Текст
Андрей Сахаров. Наука и свобода
Шрифт:
Странно: свободный художник подходил к этому вопросу скрупулезно научно, а ученый — сугубо эмоционально, не привлекая ни научной логики, ни правоведения в его принципиальных устоях, ни статистики, ни истории вопроса. Его эти все «отвлеченности» достаточно долгое время просто не занимали. Физика увлекала больше. А после физики — помощь конкретным людям, их спасение. [450]
Почему же теоретик, профессионально столь подготовленный к анализу сути явлений, не заинтересовался научно-логическим доказательством или хотя бы опровержением роковой теоремы? Кому как ни ему было сломать Кощееву иглу советского тоталитаризма, с академической убедительностью указав ее местонахождение, как бы хитро Кошей его ни скрыл: игла в яйце, яйцо в утке, утка в зайце, а тот в каменном сундуке? Почему бесстрашный теоретик остановился даже не на полпути, а на первой его трети, и удовлетворился «худой подменой» первопричины на следствие — сталинизмом? [451]
450
Штурман Д., Тиктин С. Современники. Иерусалим: Лира, 1998, с. 220—221.
451
Солженицын А.И. Публицистика. Т. 1. Ярославль: Верхне-Волжское издательство, 1995, с. 33.
452
Штурман Д., Тиктин С. Современники. Иерусалим: Лира, 1998, с. 221.
Быть может, потому что этот теоретик был физиком.
Физик должен ощущать различие между реальным физическим объектом и теоретическими рассуждениями, даже если этим рассуждениям посвящены многие умные книги.
Физик знает, например, что в начале XX века никакая энциклопедия не могла обойтись без обстоятельной статьи «Эфир» — это понятие было в центре проблем тогдашней физики. А на пятом году XX века возникла физическая теория, решившая сразу несколько трудных проблем — притом безо всякого участия понятия «эфира». Этому слову не нашлось места в новой теории — теории относительности.
Понятия «сталинизм», «ленинизм» и «социализм» имели для Сахарова очень разные степени физической реальности.
Наибольшая реальность у сталинизма. Государственная система, созданная за четверть века под руководством самого Сталина, надолго пережила его, пережила и разоблачение его культа, и ингумацию его набальзамированного трупа.
Ленинизм в реальном смысле занимал лишь пятилетний отрезок российской истории. И столько тот отрезок вместил крутых поворотов, что охарактеризовать его одним словом нелегко: от военного коммунизма, отмены денег, полной национализации и ожидания мировой революции со дня на день до новой экономической политики, объявленной «всерьез и надолго» с возвращением права частной собственнности и с призывом «учиться торговать». Притом ответственность за события этого пятилетия с Лениным разделяют и другие исторические фигуры, начиная с Николая Романова, бросившего свою Российскую империю в пучину мировой войны.

Собранные записи данных
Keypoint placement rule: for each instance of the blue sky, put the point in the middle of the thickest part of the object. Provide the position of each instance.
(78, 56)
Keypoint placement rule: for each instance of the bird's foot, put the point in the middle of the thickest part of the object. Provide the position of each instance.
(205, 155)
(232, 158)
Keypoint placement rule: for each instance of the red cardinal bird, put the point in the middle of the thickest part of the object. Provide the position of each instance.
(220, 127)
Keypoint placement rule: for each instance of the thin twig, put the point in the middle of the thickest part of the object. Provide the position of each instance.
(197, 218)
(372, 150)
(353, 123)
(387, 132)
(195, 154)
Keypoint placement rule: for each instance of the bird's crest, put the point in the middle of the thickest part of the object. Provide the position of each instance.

Задания
- A) Перепишите строки начиная со строки, содержащей «Keypoint placement rule: for each instance of the thin», и до конца строк включительно, заменив «thickest part» на «widest part». Остальное оставьте без изменений.
- B) Допишите следующую часть текста о взглядах Сахарова на сталинизм, ленинизм и социализм.

Ожидаемые ответы
- A)
Keypoint placement rule: for each instance of the thin twig, put the point in the middle of the widest part of the object. Provide the position of each instance.
(197, 218)
(372, 150)
(353, 123)
(387, 132)
(195, 154)
Keypoint placement rule: for each instance of the bird's crest, put the point in the middle of the widest part of the object. Provide the position of each instance.

- B)
И наконец, социализм — в употреблении Сахарова слово даже не двухсмысленное, а как минимум трехсмысленное:
1) просто часть всевозможных общепринятых названий: Союз Советских Таких-то Республик, Герой Такого-то Труда — тут и обсуждать особо нечего;
2) безостановочный поток текстов, которыми власти первой в мире страны с социалистическим названием промывали мозги своим подданным;
3) но еще и чувства, связанные со словом «социализм» для Игоря Тамма, — чувства, возникшие еще в царской России и окрепшие на британской родине социализма (приехав в 1913 году учиться в Эдинбургский университет, он поступил в студенческий социалистический кружок [453] ).
453
И.Е. Тамм в дневниках и письмах // Капица. Тамм. Семенов. В очерках и письмах, 1998, с. 250.
Сверстники Сахарова уже в детские годы узнавали о социалистической мечте. И как правило, с энтузиазмом относились к тому, чтобы эту «сказку сделать былью», — словами тогдашней песни. Иные чувства могла вызывать у них же эта сказка в форме государственно одобренного учения, которое надо было сдавать на экзаменах. Изучая в университете — по необходимости, с двойками и пересдачами — «научный социализм», студент Сахаров, глядя на тома основоположников, вспоминал слова поэта Есенина: «Ни при какой погоде / Я этих книг, конечно, не читал».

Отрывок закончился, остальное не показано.